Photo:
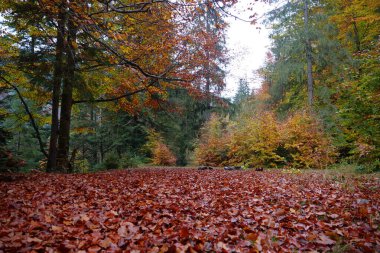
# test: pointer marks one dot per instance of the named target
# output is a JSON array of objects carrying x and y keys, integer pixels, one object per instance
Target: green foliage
[
  {"x": 212, "y": 146},
  {"x": 259, "y": 139},
  {"x": 111, "y": 161},
  {"x": 254, "y": 141},
  {"x": 129, "y": 160},
  {"x": 159, "y": 152},
  {"x": 305, "y": 143},
  {"x": 368, "y": 168},
  {"x": 243, "y": 91},
  {"x": 81, "y": 166}
]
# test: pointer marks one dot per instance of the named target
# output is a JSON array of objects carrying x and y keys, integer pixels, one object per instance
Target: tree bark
[
  {"x": 63, "y": 161},
  {"x": 309, "y": 57},
  {"x": 57, "y": 80}
]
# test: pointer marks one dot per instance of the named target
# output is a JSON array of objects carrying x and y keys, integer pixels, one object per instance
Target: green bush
[
  {"x": 368, "y": 168},
  {"x": 131, "y": 160},
  {"x": 111, "y": 161},
  {"x": 81, "y": 165}
]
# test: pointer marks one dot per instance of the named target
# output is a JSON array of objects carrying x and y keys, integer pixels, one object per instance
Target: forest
[{"x": 108, "y": 107}]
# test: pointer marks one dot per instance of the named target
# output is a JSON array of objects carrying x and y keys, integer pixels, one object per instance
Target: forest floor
[{"x": 186, "y": 210}]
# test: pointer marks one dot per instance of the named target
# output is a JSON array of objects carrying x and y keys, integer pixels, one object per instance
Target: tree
[
  {"x": 243, "y": 91},
  {"x": 97, "y": 51}
]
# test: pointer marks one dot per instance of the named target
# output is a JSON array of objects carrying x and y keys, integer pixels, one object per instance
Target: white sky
[{"x": 247, "y": 45}]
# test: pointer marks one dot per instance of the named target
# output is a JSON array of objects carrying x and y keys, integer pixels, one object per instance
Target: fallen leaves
[{"x": 185, "y": 210}]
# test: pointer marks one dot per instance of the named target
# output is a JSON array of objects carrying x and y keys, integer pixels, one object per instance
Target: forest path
[{"x": 163, "y": 210}]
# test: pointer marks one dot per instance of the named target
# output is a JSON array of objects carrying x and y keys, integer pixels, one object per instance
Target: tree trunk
[
  {"x": 57, "y": 80},
  {"x": 308, "y": 56},
  {"x": 63, "y": 161}
]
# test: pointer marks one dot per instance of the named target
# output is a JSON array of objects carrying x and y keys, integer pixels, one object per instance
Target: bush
[
  {"x": 163, "y": 156},
  {"x": 81, "y": 165},
  {"x": 158, "y": 151},
  {"x": 111, "y": 161},
  {"x": 258, "y": 139},
  {"x": 254, "y": 141},
  {"x": 304, "y": 142},
  {"x": 131, "y": 160},
  {"x": 212, "y": 147}
]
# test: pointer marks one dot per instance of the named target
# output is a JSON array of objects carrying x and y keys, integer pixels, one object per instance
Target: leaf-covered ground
[{"x": 185, "y": 210}]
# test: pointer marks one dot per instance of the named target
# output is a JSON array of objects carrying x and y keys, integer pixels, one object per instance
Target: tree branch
[
  {"x": 118, "y": 97},
  {"x": 31, "y": 118}
]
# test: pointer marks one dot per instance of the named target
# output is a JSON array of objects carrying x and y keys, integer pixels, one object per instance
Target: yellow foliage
[
  {"x": 255, "y": 140},
  {"x": 304, "y": 142},
  {"x": 160, "y": 153},
  {"x": 212, "y": 148},
  {"x": 261, "y": 140}
]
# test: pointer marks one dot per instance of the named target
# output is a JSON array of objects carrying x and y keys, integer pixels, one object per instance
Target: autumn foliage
[
  {"x": 185, "y": 210},
  {"x": 259, "y": 139},
  {"x": 161, "y": 155}
]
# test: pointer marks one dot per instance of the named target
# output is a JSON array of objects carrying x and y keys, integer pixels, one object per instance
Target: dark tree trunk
[
  {"x": 57, "y": 80},
  {"x": 309, "y": 57},
  {"x": 63, "y": 161}
]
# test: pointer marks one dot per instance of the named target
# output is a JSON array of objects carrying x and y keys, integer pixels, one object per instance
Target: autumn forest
[{"x": 116, "y": 134}]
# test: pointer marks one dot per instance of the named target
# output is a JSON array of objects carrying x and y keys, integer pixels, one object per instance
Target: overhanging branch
[{"x": 31, "y": 118}]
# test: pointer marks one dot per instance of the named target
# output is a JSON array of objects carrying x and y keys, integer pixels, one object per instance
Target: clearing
[{"x": 177, "y": 210}]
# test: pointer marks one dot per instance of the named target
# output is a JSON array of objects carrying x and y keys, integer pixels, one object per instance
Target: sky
[{"x": 247, "y": 45}]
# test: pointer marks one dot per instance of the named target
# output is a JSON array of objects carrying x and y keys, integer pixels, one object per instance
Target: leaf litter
[{"x": 186, "y": 210}]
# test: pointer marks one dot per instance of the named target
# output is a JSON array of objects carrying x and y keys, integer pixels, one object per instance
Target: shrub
[
  {"x": 159, "y": 152},
  {"x": 111, "y": 161},
  {"x": 254, "y": 141},
  {"x": 212, "y": 146},
  {"x": 129, "y": 160},
  {"x": 304, "y": 142},
  {"x": 162, "y": 155}
]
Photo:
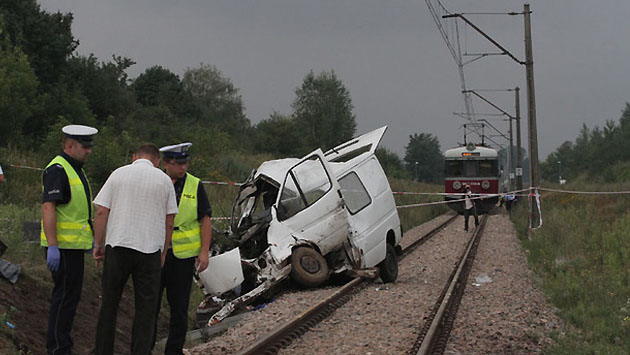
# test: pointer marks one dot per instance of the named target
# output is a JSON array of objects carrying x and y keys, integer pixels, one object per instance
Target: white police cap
[
  {"x": 176, "y": 151},
  {"x": 80, "y": 133}
]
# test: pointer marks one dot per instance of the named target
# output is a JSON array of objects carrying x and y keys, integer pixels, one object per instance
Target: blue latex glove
[{"x": 52, "y": 258}]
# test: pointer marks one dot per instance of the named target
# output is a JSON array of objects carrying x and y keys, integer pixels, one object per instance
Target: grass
[
  {"x": 582, "y": 254},
  {"x": 20, "y": 201}
]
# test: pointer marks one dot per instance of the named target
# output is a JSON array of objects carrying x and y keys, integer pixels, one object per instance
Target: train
[{"x": 475, "y": 165}]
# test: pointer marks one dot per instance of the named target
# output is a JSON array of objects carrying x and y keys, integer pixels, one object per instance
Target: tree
[
  {"x": 218, "y": 100},
  {"x": 157, "y": 86},
  {"x": 323, "y": 110},
  {"x": 278, "y": 135},
  {"x": 104, "y": 85},
  {"x": 45, "y": 38},
  {"x": 424, "y": 159}
]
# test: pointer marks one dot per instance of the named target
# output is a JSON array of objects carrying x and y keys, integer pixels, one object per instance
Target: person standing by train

----------------

To be done:
Return the whole listing, word for word, and leave out every picture.

Correct result:
Photo:
# test: pointer marks one dot per instance of the named target
# output is a JSON array of objects carrying x and y keys, integer pixels, one object per instance
Target: green foliage
[
  {"x": 212, "y": 146},
  {"x": 259, "y": 139},
  {"x": 111, "y": 161},
  {"x": 254, "y": 141},
  {"x": 129, "y": 160},
  {"x": 159, "y": 152},
  {"x": 305, "y": 143},
  {"x": 368, "y": 168},
  {"x": 243, "y": 91},
  {"x": 81, "y": 166}
]
# test: pointer marks one dot per instance of the named target
# output is a JSON array of objects carrying x and y keys, integer pixels, one object per instance
Target: tree bark
[
  {"x": 63, "y": 161},
  {"x": 309, "y": 57},
  {"x": 57, "y": 80}
]
# test: pointer marks one dot per instance of the named target
# output is a JSON array of objects carrying x and y keys, integer pixels, one object per instance
Target: green bush
[
  {"x": 368, "y": 168},
  {"x": 131, "y": 160},
  {"x": 111, "y": 161},
  {"x": 81, "y": 165}
]
# test: pointer marks one dot per instance of the named target
# output is a JSON array of objects carrying x and y keys, integer pixels, one object per instance
Target: forest
[{"x": 108, "y": 107}]
# test: pointer marks one dot per instance of the named target
# output is a JSON array of objects carrying x and y keys, integer pixels, one object per instance
Target: forest floor
[{"x": 186, "y": 210}]
# test: pointer marks one dot per instance of the named target
# output is a JSON array of objects carrying x and y keys, integer pixels, one object per instance
Target: tree
[
  {"x": 243, "y": 91},
  {"x": 97, "y": 51}
]
# test: pointer marks one dot per instance of the named target
# output is a JSON array of objects carrying x and y keys, integer pixels, one object per instance
Target: white sky
[{"x": 247, "y": 45}]
# test: pointer marks one dot per instance of the named target
# output is a JSON array of objects carrying x and y keys, integer pixels, one object per instance
Target: fallen leaves
[{"x": 185, "y": 210}]
# test: pointer marks one dot per instance of the named target
# output is a JSON array of objects carrying x and y keys, integer pixels, one object per instance
Target: forest path
[{"x": 163, "y": 210}]
# test: pointer marks one dot per instance of the named target
# output is a JSON array of objects carrying x and y keys, integer pixels, one object per instance
Target: tree trunk
[
  {"x": 57, "y": 80},
  {"x": 308, "y": 56},
  {"x": 63, "y": 161}
]
# test: pointer marks one dot per instance of the named target
# output is a JSON array of objects carrying x and y keys, integer pixels, one object per instance
Target: bush
[
  {"x": 163, "y": 156},
  {"x": 81, "y": 165},
  {"x": 158, "y": 151},
  {"x": 111, "y": 161},
  {"x": 258, "y": 139},
  {"x": 254, "y": 141},
  {"x": 304, "y": 142},
  {"x": 131, "y": 160},
  {"x": 212, "y": 147}
]
# test: pointer marks one dot per instance of the named target
# output is a JSON array of objects carrying x and y keys, integer pixels, one object per instance
Target: leaf-covered ground
[{"x": 185, "y": 210}]
# test: pointer marks one dot per instance of the named target
# output is a JSON array of objects carrying x and y keys, integer pixels, one object per instance
Target: tree branch
[
  {"x": 118, "y": 97},
  {"x": 31, "y": 118}
]
# test: pointer marks one dot per instance of the named target
# output is a JSON array of objects carrying x and y keys, integer pixels, one object per instance
Target: yellow foliage
[
  {"x": 255, "y": 140},
  {"x": 304, "y": 142},
  {"x": 160, "y": 153},
  {"x": 212, "y": 148},
  {"x": 261, "y": 140}
]
# test: pointer marks one dot per instance of the named target
# output is a JSON array of objects carrying x and y keys, integer pixels, one object per instance
Target: autumn foliage
[
  {"x": 185, "y": 210},
  {"x": 259, "y": 139},
  {"x": 161, "y": 155}
]
# test: pointer marks one dot per instance of the named target
# output is a JSON array of objects carrying x and y keys, integer pixels, one object per instance
Target: dark tree trunk
[
  {"x": 57, "y": 80},
  {"x": 309, "y": 57},
  {"x": 63, "y": 161}
]
# test: pointer marks one dot per instance of the named target
# output is a JSON array of objects carrying x and y keys, integer pixels, one object per instance
Target: autumn forest
[{"x": 116, "y": 134}]
# test: pointer marks one dot per instance of the named target
# output is a JSON array of objects carrying x and y keys, integer pixels, one object per instance
Target: overhanging branch
[{"x": 31, "y": 118}]
# test: pointer marks one dot per instance of the named target
# output is a JSON array of objects carrying x and y keys, integer pixels, one object per instance
Target: clearing
[{"x": 177, "y": 210}]
# test: pointer marks one dot per instance of the named target
# output is a JSON array of objects carrying x and y keys, integer pixels, one object per instance
Target: sky
[{"x": 247, "y": 45}]
# test: pointer marks one dot per instance of the named target
# output is a JSON array of objects carrying x and y keys, integer pixels, one object per instance
Target: leaf litter
[{"x": 186, "y": 210}]
# test: pointer marks one dot per instance of the named target
# output is a JSON array of objects carrying x and y keys, integer pixels, one object per instance
Target: shrub
[
  {"x": 159, "y": 152},
  {"x": 111, "y": 161},
  {"x": 254, "y": 141},
  {"x": 212, "y": 146},
  {"x": 129, "y": 160},
  {"x": 304, "y": 142},
  {"x": 162, "y": 155}
]
Photo:
# test: pointer marks one dot per instance of the named target
# output is a JSON array of objects carrying x and y keys, integer pixels, one object per instance
Target: white police cap
[
  {"x": 176, "y": 151},
  {"x": 80, "y": 133}
]
# test: pointer marks one dot per instance of the named target
# output is a JSON array of objects carrying x and y keys, integer pixels, one object per instance
Target: blue latex glove
[{"x": 52, "y": 258}]
# test: pointer marks one dot per instance of the named target
# output is a JSON array of objects carrying x and y keys, integer pixels, one object per instance
Target: grass
[
  {"x": 582, "y": 254},
  {"x": 20, "y": 201}
]
# test: pointer marks one dot per instance of the named target
# output is a JSON array of objects carrying x and y keys, integer pixels, one object per instance
Target: train
[{"x": 475, "y": 165}]
# test: pointer marks one dot per instance of the named target
# output is a JSON array of objects carrying x and y keys, integer pixels, one object per instance
Target: tree
[
  {"x": 218, "y": 100},
  {"x": 157, "y": 86},
  {"x": 323, "y": 110},
  {"x": 278, "y": 135},
  {"x": 104, "y": 85},
  {"x": 45, "y": 38},
  {"x": 424, "y": 159}
]
# test: pointer marks one dot per instance of the named target
# output is a JSON array of objects carrying x and y keys, integer pixels, one object per instance
Target: person standing by train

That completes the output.